_WHAT YOU WILL DO_
a – Name every person the Syd Worgan biography mentions other than Worgan himself.
b – According to the Syd Worgan biography, in what year did Worgan retire from keeping the Bear Inn?
c – Reproduce the Syd Worgan biography word for word from "Boxing record" to "retirement in 1985.".

_EXCERPTED PASSAGE_
□ □ □ □

Syd Worgan

Personal information
- Nationality: British
- Born: 1917 Llanharan, Wales
- Died: 9 July 1996 (aged 78–79)
- Weight: featherweight

Boxing career

Boxing record
- Total fights: 51
- Wins: 20
- Win by KO: 2
- Losses: 21
- Draws: 10
- No contests: 0

= Syd Worgan =

Syd Worgan (1917 – 9 July 1996) was a professional boxer from Wales. Born in Llanharan Worgan was notable for becoming the Welsh featherweight champion in 1944.

==Personal history==
Worgan was born in Llanharan in 1917 and was one of six brothers. A coal miner by occupation, he worked at the local pit, Llanharan Colliery. In 1959 he and his wife Dilys became owners of the Bear Inn in Llantrisant and kept the establishment until his retirement in 1985.

==Boxing career==
Although Worgan had no history of boxing in his family, he became interested in the sport when he was given a pair of boxing gloves by his only sister, Elizabeth. He turned professional at the age of 18 and in his career is reported to have fought in approximately 150 bouts, though as of 2010, BoxRec has only 51 recorded contests. He began training in the small Turberville room on Chapel Road just off Llanharan Square, before moving to the High Corner yard. His trainers at this time were Billy Watkins and Bert Harris.

□ □ □ □

_PROVIDED INFORMATION_
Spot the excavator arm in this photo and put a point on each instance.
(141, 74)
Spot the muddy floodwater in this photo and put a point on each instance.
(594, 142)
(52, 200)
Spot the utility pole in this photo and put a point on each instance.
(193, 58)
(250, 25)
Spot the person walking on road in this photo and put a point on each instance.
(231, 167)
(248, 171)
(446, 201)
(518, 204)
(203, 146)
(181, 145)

□ □ □ □

_SOLUTIONS TO THE PROBLEMS_
a – Dilys, Elizabeth, Billy Watkins, Bert Harris

b – 1985

c –
Boxing record
- Total fights: 51
- Wins: 20
- Win by KO: 2
- Losses: 21
- Draws: 10
- No contests: 0

= Syd Worgan =

Syd Worgan (1917 – 9 July 1996) was a professional boxer from Wales. Born in Llanharan Worgan was notable for becoming the Welsh featherweight champion in 1944.

==Personal history==
Worgan was born in Llanharan in 1917 and was one of six brothers. A coal miner by occupation, he worked at the local pit, Llanharan Colliery. In 1959 he and his wife Dilys became owners of the Bear Inn in Llantrisant and kept the establishment until his retirement in 1985.